Look below and pull out each line with the word "Prove".

(Beginning of RECORDS TO USE)

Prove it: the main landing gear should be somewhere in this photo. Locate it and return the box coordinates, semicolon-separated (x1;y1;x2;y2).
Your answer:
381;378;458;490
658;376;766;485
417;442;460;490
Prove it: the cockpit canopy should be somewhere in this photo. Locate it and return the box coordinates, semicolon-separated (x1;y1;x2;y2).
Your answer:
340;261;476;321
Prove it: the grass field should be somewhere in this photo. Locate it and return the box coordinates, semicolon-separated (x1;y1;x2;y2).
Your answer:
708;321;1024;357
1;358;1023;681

(End of RECORDS TO USE)
(Beginning of RECORDS TO USE)

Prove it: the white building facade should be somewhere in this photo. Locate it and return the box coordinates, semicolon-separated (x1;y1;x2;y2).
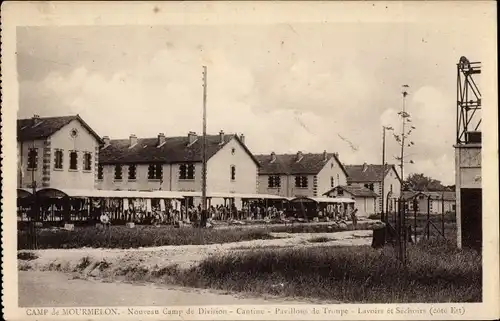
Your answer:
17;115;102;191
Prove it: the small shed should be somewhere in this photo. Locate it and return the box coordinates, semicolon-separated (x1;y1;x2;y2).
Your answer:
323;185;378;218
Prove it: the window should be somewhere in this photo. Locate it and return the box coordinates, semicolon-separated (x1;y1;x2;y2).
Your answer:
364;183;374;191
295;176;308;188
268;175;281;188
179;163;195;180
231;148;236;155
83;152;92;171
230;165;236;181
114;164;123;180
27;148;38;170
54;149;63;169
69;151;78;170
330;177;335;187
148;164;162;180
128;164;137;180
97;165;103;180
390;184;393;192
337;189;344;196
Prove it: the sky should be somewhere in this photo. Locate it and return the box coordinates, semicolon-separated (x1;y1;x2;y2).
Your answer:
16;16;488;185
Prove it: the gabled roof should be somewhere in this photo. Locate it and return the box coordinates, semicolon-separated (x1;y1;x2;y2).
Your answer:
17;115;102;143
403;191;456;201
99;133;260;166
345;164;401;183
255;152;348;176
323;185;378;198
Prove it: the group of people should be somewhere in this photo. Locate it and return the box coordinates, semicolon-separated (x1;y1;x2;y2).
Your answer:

(End of RECORDS TO USE)

_COMPLETED EXERCISE_:
Prove it: the main landing gear should be somewhere in this photo. Locate it and return the box coordinates, semicolon-separated (x1;y1;x2;y2).
Prove it: the cockpit canopy should be somewhere in this photo. Locate it and return the box coordinates, semicolon-separated (x1;y1;x2;y2).
Prove it: the grass field should be somewhere in this photo. Locate it and return the box coordinates, semicolon-separated (x1;y1;x2;y2).
Prove it: the white building facade should be somewhere in this photo. Locate it and return the box coordinates, semicolon-separated (x1;y1;x2;y2).
Prove it: the small shed should be somewhere in this photo. Locate it and return the box coordinates, semicolon-separated (x1;y1;x2;y2).
Prove it: the window should be somewhere in this photo. Locate it and return the box coordinates, semicolon-separated (x1;y1;x2;y2).
Prove it: the sky should be somewhere in this photo. Locate it and return the box coordinates, semicolon-separated (x1;y1;x2;y2).
Prove it: the gabled roof should be somewhere in this photo. Locate it and return the box coordinates, semicolon-separated (x1;y1;x2;y2).
Prove it: the group of people should be somewhere in this photo. Locate it and return the box coordinates, semicolon-separated (x1;y1;x2;y2).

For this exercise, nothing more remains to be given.